### THE EXERCISE
Transcribe the entries below exactly.

── SUPPLIED INFORMATION

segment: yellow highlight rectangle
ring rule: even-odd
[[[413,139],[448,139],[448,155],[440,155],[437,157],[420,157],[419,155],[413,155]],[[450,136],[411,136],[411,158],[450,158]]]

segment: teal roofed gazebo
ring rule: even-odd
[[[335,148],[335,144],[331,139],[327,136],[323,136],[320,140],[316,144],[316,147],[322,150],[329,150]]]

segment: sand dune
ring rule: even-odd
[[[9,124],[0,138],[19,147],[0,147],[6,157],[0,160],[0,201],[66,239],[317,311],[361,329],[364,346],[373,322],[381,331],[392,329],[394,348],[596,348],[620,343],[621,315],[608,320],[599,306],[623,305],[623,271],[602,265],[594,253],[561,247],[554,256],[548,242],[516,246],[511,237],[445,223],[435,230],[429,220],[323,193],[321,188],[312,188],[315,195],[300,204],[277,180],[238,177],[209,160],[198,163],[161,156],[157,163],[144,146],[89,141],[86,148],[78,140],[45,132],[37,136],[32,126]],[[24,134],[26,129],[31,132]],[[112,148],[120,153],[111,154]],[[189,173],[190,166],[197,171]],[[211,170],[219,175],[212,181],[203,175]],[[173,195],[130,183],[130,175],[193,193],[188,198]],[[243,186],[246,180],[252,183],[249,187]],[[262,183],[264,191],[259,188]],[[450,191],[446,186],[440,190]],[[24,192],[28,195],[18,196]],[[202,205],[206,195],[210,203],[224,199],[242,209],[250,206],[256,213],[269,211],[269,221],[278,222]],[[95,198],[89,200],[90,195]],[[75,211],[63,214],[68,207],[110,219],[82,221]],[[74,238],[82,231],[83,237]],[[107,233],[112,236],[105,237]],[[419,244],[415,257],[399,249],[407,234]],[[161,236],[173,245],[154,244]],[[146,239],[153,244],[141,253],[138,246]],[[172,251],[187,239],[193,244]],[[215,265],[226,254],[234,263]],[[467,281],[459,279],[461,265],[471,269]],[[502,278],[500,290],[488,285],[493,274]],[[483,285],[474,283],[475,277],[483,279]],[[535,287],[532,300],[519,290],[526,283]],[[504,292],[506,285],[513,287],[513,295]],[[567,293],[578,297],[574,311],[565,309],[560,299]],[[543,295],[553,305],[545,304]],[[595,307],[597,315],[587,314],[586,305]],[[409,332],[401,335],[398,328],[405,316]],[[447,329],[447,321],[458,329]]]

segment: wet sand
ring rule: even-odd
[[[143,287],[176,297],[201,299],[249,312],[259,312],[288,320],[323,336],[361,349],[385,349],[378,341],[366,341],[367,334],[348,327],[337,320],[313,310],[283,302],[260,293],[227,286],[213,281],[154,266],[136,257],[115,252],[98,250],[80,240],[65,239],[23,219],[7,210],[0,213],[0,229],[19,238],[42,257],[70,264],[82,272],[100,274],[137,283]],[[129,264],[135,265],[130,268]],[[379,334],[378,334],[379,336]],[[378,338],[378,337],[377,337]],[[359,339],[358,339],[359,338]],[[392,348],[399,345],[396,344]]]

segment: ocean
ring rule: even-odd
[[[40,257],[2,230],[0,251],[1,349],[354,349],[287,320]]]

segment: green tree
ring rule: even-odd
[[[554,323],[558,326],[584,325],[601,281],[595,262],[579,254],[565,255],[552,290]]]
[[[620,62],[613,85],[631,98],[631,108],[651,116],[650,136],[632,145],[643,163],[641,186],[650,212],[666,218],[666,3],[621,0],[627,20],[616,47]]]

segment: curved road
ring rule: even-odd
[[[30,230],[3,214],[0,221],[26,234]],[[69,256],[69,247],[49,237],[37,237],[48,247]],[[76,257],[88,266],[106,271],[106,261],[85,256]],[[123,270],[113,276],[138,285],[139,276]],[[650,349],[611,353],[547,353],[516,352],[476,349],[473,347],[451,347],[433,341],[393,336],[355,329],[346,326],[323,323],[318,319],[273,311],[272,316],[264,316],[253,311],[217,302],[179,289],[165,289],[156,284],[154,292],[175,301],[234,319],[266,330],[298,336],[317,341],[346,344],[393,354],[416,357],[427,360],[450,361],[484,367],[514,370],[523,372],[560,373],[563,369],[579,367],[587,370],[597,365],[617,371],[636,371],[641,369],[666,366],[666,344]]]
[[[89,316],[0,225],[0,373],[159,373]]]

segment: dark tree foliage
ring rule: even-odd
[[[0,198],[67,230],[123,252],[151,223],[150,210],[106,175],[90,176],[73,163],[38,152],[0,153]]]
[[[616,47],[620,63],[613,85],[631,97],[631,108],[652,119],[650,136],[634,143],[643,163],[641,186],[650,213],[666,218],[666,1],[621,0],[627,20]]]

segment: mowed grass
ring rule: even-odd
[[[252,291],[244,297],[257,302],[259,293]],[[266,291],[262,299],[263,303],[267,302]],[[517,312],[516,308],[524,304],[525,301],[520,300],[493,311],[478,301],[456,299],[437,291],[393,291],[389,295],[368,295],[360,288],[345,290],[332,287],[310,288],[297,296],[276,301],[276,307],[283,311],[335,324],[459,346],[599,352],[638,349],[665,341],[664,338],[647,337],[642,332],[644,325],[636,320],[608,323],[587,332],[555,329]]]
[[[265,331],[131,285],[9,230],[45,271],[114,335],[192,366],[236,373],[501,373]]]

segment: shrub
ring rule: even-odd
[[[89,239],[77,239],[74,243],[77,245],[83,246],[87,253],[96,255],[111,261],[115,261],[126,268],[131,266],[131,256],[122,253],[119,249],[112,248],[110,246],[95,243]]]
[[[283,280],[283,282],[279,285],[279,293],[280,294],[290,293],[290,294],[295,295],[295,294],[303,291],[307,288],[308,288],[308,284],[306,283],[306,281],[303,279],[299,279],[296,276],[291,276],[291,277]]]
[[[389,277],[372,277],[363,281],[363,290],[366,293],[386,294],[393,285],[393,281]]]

────

### ANSWER TO THE EXERCISE
segment: yellow highlight rectangle
ring rule: even-odd
[[[413,139],[448,139],[448,155],[440,155],[437,157],[420,157],[419,155],[413,155]],[[450,136],[411,136],[411,158],[450,158]]]

segment: teal roofed gazebo
ring rule: even-odd
[[[335,148],[335,144],[331,139],[327,136],[323,136],[320,140],[316,144],[316,147],[322,150],[329,150]]]

segment: sand dune
ring rule: even-odd
[[[9,124],[0,138],[19,147],[0,147],[6,157],[0,160],[0,201],[66,239],[317,311],[361,329],[364,346],[373,322],[381,331],[392,329],[394,348],[596,348],[620,343],[621,315],[608,320],[599,306],[623,305],[623,271],[602,265],[594,253],[561,247],[554,256],[548,242],[516,246],[511,237],[445,223],[435,230],[429,220],[323,193],[321,188],[312,188],[315,195],[300,204],[277,180],[238,177],[209,160],[198,163],[161,156],[157,163],[144,146],[89,141],[86,148],[78,140],[45,132],[37,136],[32,126]],[[24,134],[26,129],[31,132]],[[112,148],[120,153],[111,154]],[[189,173],[190,166],[197,171]],[[211,170],[219,175],[212,181],[203,175]],[[173,195],[130,183],[130,175],[193,193],[188,198]],[[243,186],[246,180],[252,183],[249,187]],[[262,183],[264,191],[259,188]],[[450,191],[446,186],[440,190]],[[24,192],[28,195],[18,196]],[[202,205],[206,195],[210,203],[224,199],[242,209],[250,206],[256,213],[269,211],[269,221],[278,222]],[[95,198],[89,200],[90,195]],[[75,211],[63,214],[68,207],[110,219],[82,221]],[[74,238],[82,231],[83,237]],[[107,233],[112,236],[105,237]],[[419,244],[415,257],[399,249],[407,234]],[[161,236],[173,245],[154,244]],[[146,239],[153,244],[141,253],[138,246]],[[172,251],[187,239],[193,244]],[[215,265],[226,254],[234,263]],[[467,281],[459,279],[461,265],[471,269]],[[502,278],[500,290],[488,285],[493,274]],[[483,285],[474,283],[475,277],[483,279]],[[535,287],[532,300],[519,290],[526,283]],[[504,292],[506,285],[513,287],[513,295]],[[567,293],[578,297],[574,311],[565,309],[560,299]],[[543,295],[553,305],[545,304]],[[595,307],[597,315],[587,314],[586,305]],[[409,332],[401,335],[398,328],[405,316]],[[447,329],[447,321],[458,329]]]

segment: wet sand
ring rule: even-odd
[[[143,287],[176,297],[201,299],[249,312],[259,312],[288,320],[323,336],[361,349],[385,349],[378,341],[366,341],[367,334],[348,327],[337,320],[313,310],[283,302],[260,293],[227,286],[213,281],[154,266],[136,257],[115,252],[98,250],[80,240],[65,239],[23,219],[7,210],[0,213],[0,229],[19,238],[42,257],[70,264],[82,272],[100,274],[137,283]],[[129,264],[135,265],[130,268]],[[379,334],[378,334],[379,336]],[[378,338],[378,337],[377,337]],[[359,339],[358,339],[359,338]],[[392,348],[399,345],[396,344]]]

segment: ocean
ring rule: even-odd
[[[40,257],[2,230],[0,251],[1,349],[354,349],[287,320]]]

segment: green tree
ring rule: even-odd
[[[554,323],[558,326],[584,325],[601,281],[595,262],[579,254],[565,255],[552,290]]]
[[[620,62],[613,85],[631,98],[631,108],[651,116],[650,136],[632,145],[643,163],[641,186],[650,212],[666,218],[666,3],[621,0],[627,20],[616,47]]]

segment: curved road
ring rule: even-odd
[[[30,230],[3,214],[0,221],[26,234]],[[69,256],[69,247],[49,237],[37,237],[48,247]],[[76,257],[88,266],[106,271],[106,261],[85,256]],[[123,270],[113,276],[138,285],[139,276]],[[650,349],[611,353],[547,353],[516,352],[476,349],[473,347],[451,347],[433,341],[393,336],[355,329],[346,326],[323,323],[318,319],[273,311],[272,316],[264,316],[253,311],[217,302],[179,289],[165,289],[156,284],[154,292],[175,301],[234,319],[266,330],[298,336],[317,341],[346,344],[393,354],[416,357],[427,360],[450,361],[484,367],[514,370],[523,372],[560,373],[563,369],[579,367],[587,370],[597,365],[617,371],[636,371],[641,369],[666,366],[666,344]]]
[[[89,316],[0,225],[0,373],[159,373]]]

segment: dark tree foliage
ring rule: even-odd
[[[0,198],[67,230],[123,252],[151,223],[150,210],[106,175],[90,176],[73,163],[38,152],[0,153]]]
[[[616,47],[620,63],[613,85],[631,97],[631,108],[652,119],[650,136],[634,143],[643,163],[641,186],[650,213],[666,218],[666,1],[621,0],[627,20]]]

segment: mowed grass
ring rule: even-odd
[[[252,291],[244,297],[257,302],[259,293]],[[266,291],[262,299],[263,303],[267,302]],[[517,312],[516,308],[524,304],[525,301],[520,300],[493,311],[478,301],[456,299],[437,291],[393,291],[389,295],[368,295],[360,288],[345,290],[332,287],[310,288],[297,296],[276,301],[276,307],[283,311],[335,324],[459,346],[599,352],[638,349],[665,341],[664,338],[647,337],[642,332],[644,325],[636,320],[608,323],[587,332],[555,329]]]
[[[265,331],[131,285],[9,230],[45,271],[114,335],[192,366],[236,373],[501,373]]]

segment: shrub
ring rule: even-odd
[[[89,239],[77,239],[74,243],[77,245],[83,246],[87,253],[96,255],[111,261],[115,261],[126,268],[131,266],[131,256],[122,253],[119,249],[112,248],[110,246],[95,243]]]
[[[283,280],[283,282],[279,285],[279,293],[280,294],[290,293],[290,294],[295,295],[295,294],[303,291],[307,288],[308,288],[308,284],[306,283],[306,281],[303,279],[299,279],[296,276],[291,276],[291,277]]]
[[[389,277],[372,277],[363,281],[363,290],[366,293],[386,294],[393,285],[393,281]]]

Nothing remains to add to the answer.